**Set task**. Reproduce the rows below, swapping "dot" for "point" and leaving everything else unchanged.

**Dataset rows**.
** START **

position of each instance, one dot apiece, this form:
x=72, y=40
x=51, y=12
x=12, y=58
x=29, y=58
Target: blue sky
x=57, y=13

** END **

**Answer for the task**.
position of each instance, one point apiece, this form:
x=72, y=40
x=51, y=12
x=12, y=58
x=29, y=58
Target: blue sky
x=57, y=13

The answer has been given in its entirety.